### PROBLEMA BREVE
Trascrivi senza modifiche il passo della presentazione del libro riportata qui sotto, da "Il Doc, che" fino a "uso di droghe." incluso.

### TESTO DATO
= = = = = = =
Come si intuisce dal titolo, “Il diario di Bertina, cuoca di Frate Filippo Lippi“, la vicenda affonda le radici nel 1400, secolo in cui visse Filippo Lippi, frate ed eccelso pittore le cui opere ancora oggi possiamo ammirare nei maggiori musei.
Il Doc, che abbiamo già incontrato in precedenza in “Sciolto come un cono gelato al sole” e “Padri nostri“, si ritrova catapultato a seicento anni fa dopo aver rinvenuto il diario della cuoca, Bertina, che narra della morte di un artista avvelenato dall’erba mandragora. Questo quando già era alle prese con il decesso di una ragazza morta per overdose di cocaina, benché non facesse uso di droghe.
Le due vicende finiranno per incrociarsi; riuscirà Roversi a venirne a capo anche stavolta?
Questa in breve la trama del libro, corredato da immagini; ma per farvelo scoprire meglio vi lasciamo a seguire qualche estratto.
= = = = = = =
(Voci salvate)
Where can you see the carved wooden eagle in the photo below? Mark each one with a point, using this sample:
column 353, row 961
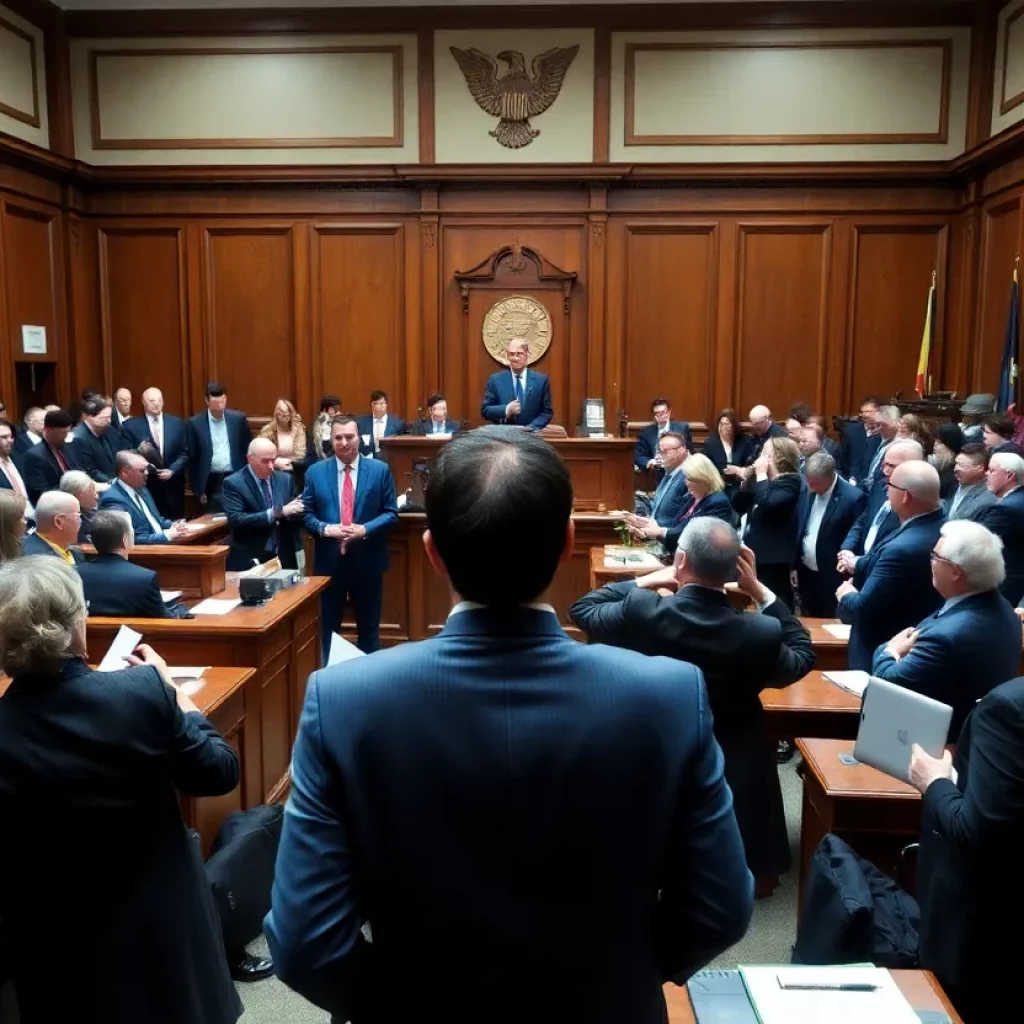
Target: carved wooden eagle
column 515, row 96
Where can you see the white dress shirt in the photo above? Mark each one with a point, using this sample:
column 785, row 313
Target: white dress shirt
column 810, row 543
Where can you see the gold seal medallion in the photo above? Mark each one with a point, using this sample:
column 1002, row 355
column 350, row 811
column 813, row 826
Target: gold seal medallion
column 516, row 316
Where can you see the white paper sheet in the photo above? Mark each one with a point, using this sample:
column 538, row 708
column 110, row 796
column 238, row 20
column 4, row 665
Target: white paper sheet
column 342, row 650
column 123, row 644
column 775, row 1005
column 839, row 630
column 851, row 680
column 216, row 606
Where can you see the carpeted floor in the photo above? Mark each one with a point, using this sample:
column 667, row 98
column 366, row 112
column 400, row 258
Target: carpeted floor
column 768, row 941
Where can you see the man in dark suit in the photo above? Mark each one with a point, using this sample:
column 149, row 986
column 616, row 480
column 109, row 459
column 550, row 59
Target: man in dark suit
column 972, row 497
column 259, row 502
column 161, row 437
column 828, row 509
column 377, row 425
column 739, row 655
column 349, row 505
column 114, row 586
column 437, row 421
column 218, row 440
column 46, row 462
column 574, row 842
column 517, row 395
column 57, row 518
column 128, row 494
column 94, row 450
column 972, row 830
column 645, row 454
column 1006, row 518
column 973, row 642
column 892, row 585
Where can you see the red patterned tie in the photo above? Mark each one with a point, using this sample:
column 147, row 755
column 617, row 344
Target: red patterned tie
column 347, row 499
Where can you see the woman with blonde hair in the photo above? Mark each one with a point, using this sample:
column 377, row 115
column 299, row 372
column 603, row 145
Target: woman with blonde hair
column 287, row 430
column 12, row 508
column 771, row 501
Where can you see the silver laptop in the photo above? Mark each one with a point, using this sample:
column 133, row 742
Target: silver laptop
column 892, row 720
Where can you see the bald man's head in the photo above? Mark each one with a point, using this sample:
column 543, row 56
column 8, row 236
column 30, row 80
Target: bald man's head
column 913, row 489
column 262, row 453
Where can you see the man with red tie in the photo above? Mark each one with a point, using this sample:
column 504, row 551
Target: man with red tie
column 46, row 462
column 349, row 506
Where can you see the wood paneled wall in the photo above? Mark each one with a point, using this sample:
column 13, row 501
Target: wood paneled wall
column 710, row 297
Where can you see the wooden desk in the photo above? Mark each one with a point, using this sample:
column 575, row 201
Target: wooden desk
column 920, row 987
column 417, row 600
column 280, row 640
column 875, row 813
column 601, row 467
column 811, row 707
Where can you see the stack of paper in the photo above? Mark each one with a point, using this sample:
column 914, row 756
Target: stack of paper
column 826, row 995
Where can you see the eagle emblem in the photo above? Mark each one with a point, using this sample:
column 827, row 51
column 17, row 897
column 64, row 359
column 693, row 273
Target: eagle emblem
column 515, row 97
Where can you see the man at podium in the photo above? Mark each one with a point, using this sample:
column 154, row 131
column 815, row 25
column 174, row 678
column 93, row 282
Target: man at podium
column 517, row 395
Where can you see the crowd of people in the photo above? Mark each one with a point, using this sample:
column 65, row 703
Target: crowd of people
column 500, row 808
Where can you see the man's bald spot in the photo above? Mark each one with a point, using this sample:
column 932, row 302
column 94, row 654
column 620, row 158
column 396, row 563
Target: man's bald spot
column 920, row 480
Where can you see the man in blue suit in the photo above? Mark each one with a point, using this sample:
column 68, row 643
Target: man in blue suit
column 218, row 439
column 517, row 395
column 349, row 505
column 645, row 454
column 506, row 810
column 973, row 642
column 828, row 508
column 128, row 494
column 259, row 501
column 161, row 437
column 892, row 586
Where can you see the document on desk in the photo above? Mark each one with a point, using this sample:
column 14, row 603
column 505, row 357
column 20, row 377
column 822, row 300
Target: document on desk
column 216, row 606
column 123, row 644
column 833, row 994
column 839, row 630
column 853, row 681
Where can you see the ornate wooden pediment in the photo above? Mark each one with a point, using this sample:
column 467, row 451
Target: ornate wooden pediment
column 515, row 267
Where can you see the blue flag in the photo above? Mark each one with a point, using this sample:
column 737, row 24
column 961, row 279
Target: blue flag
column 1009, row 372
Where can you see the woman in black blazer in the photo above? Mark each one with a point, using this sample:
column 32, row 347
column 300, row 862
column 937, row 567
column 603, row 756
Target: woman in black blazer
column 771, row 501
column 91, row 764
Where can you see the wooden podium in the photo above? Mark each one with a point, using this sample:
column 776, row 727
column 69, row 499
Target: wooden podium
column 601, row 467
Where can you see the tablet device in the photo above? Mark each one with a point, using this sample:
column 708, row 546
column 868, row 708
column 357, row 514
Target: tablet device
column 892, row 720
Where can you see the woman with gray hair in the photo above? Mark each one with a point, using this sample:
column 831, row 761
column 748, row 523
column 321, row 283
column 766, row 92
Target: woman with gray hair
column 94, row 845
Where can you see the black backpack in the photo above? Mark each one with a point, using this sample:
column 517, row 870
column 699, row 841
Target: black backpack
column 241, row 871
column 853, row 913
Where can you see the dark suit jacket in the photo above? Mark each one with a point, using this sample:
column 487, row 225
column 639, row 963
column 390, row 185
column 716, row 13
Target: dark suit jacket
column 960, row 655
column 574, row 840
column 365, row 424
column 116, row 498
column 33, row 544
column 93, row 762
column 537, row 411
column 201, row 446
column 972, row 833
column 647, row 441
column 251, row 530
column 895, row 591
column 1006, row 518
column 844, row 509
column 424, row 427
column 95, row 455
column 773, row 517
column 717, row 505
column 42, row 471
column 136, row 430
column 375, row 509
column 119, row 589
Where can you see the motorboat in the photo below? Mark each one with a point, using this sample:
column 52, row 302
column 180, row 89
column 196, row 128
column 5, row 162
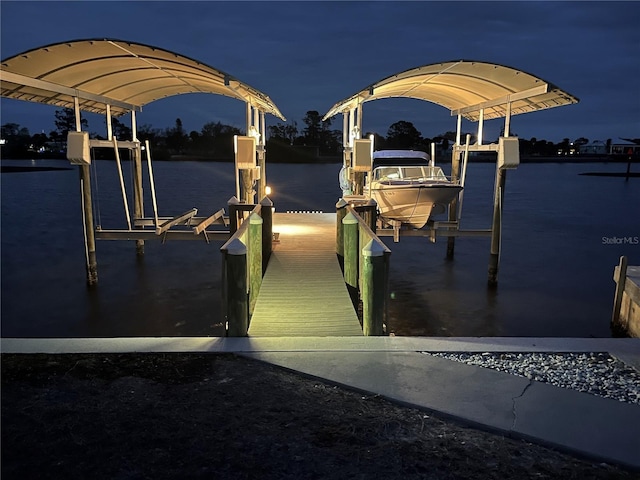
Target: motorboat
column 408, row 188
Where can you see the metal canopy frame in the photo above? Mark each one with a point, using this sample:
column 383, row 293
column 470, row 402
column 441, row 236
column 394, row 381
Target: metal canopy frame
column 468, row 88
column 114, row 77
column 473, row 90
column 118, row 73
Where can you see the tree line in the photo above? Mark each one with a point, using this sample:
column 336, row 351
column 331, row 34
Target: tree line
column 214, row 141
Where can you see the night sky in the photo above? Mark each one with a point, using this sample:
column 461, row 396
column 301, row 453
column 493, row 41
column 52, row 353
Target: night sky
column 310, row 55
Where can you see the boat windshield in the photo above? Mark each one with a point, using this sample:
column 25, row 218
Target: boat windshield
column 411, row 173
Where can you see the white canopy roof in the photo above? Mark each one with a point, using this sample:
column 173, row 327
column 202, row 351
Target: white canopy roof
column 465, row 87
column 123, row 74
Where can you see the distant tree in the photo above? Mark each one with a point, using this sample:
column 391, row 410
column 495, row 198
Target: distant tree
column 176, row 137
column 564, row 147
column 403, row 135
column 284, row 133
column 39, row 141
column 216, row 140
column 120, row 130
column 17, row 140
column 313, row 129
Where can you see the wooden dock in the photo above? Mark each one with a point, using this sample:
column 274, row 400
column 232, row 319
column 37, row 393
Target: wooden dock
column 303, row 293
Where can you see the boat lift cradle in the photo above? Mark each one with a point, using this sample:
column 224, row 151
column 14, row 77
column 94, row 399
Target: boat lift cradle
column 477, row 91
column 121, row 71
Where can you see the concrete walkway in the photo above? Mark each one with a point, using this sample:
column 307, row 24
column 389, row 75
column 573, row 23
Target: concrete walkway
column 397, row 368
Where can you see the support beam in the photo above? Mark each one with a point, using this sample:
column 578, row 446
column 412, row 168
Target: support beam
column 87, row 218
column 138, row 195
column 453, row 206
column 180, row 219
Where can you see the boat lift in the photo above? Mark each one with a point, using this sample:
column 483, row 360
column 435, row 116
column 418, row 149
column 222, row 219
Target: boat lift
column 474, row 90
column 117, row 77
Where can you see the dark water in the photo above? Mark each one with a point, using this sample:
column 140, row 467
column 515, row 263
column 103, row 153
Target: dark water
column 555, row 273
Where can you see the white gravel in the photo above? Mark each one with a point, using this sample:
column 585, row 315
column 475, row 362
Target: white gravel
column 594, row 373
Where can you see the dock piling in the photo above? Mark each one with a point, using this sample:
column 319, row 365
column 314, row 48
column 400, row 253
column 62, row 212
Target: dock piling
column 237, row 301
column 496, row 227
column 89, row 233
column 254, row 252
column 351, row 239
column 373, row 289
column 266, row 211
column 341, row 212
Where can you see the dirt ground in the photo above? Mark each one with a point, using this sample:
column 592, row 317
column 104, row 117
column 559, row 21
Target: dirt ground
column 157, row 416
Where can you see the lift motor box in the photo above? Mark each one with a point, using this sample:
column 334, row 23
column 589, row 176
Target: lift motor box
column 245, row 150
column 508, row 152
column 78, row 152
column 362, row 155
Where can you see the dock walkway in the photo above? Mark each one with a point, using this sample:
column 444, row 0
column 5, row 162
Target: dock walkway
column 303, row 293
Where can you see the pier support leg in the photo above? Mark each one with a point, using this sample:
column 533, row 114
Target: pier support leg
column 496, row 227
column 248, row 194
column 351, row 238
column 267, row 231
column 358, row 183
column 373, row 289
column 341, row 211
column 138, row 206
column 89, row 234
column 236, row 302
column 453, row 207
column 620, row 277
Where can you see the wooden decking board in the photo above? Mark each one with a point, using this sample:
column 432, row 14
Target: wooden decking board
column 303, row 292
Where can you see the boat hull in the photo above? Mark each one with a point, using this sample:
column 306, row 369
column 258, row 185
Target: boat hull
column 413, row 204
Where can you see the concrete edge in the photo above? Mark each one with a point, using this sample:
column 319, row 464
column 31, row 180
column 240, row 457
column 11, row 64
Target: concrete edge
column 622, row 347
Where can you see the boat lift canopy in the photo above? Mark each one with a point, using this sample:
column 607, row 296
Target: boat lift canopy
column 121, row 74
column 471, row 89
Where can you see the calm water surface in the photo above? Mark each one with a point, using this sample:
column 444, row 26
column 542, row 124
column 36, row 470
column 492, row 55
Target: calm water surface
column 555, row 273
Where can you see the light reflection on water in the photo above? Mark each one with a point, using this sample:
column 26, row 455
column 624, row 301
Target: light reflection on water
column 555, row 274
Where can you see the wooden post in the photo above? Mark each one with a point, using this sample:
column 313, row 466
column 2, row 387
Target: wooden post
column 246, row 179
column 232, row 204
column 496, row 227
column 358, row 183
column 453, row 207
column 368, row 211
column 255, row 259
column 373, row 289
column 237, row 301
column 341, row 211
column 138, row 205
column 89, row 233
column 351, row 254
column 267, row 231
column 621, row 278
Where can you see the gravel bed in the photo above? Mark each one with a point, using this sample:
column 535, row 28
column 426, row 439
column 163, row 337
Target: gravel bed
column 595, row 373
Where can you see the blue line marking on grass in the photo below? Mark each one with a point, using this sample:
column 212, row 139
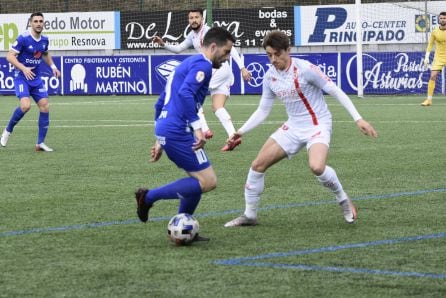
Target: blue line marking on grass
column 211, row 214
column 250, row 261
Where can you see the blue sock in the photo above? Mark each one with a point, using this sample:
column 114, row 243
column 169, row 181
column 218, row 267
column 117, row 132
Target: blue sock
column 44, row 122
column 188, row 190
column 15, row 118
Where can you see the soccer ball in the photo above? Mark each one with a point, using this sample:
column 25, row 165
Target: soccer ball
column 182, row 228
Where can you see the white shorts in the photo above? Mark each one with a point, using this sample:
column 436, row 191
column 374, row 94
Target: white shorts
column 222, row 80
column 293, row 139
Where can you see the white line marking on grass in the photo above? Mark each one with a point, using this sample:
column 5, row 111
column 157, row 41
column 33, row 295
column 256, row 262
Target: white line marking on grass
column 249, row 261
column 218, row 213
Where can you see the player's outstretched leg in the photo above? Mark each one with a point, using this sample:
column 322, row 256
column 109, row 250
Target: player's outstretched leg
column 142, row 208
column 208, row 134
column 255, row 184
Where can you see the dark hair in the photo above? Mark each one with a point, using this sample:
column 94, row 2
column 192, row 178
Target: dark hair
column 35, row 14
column 277, row 40
column 218, row 36
column 199, row 10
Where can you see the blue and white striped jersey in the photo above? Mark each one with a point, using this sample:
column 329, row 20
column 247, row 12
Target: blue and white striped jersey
= = = = = = =
### SOLUZIONE
Il Doc, che abbiamo già incontrato in precedenza in “Sciolto come un cono gelato al sole” e “Padri nostri“, si ritrova catapultato a seicento anni fa dopo aver rinvenuto il diario della cuoca, Bertina, che narra della morte di un artista avvelenato dall’erba mandragora. Questo quando già era alle prese con il decesso di una ragazza morta per overdose di cocaina, benché non facesse uso di droghe.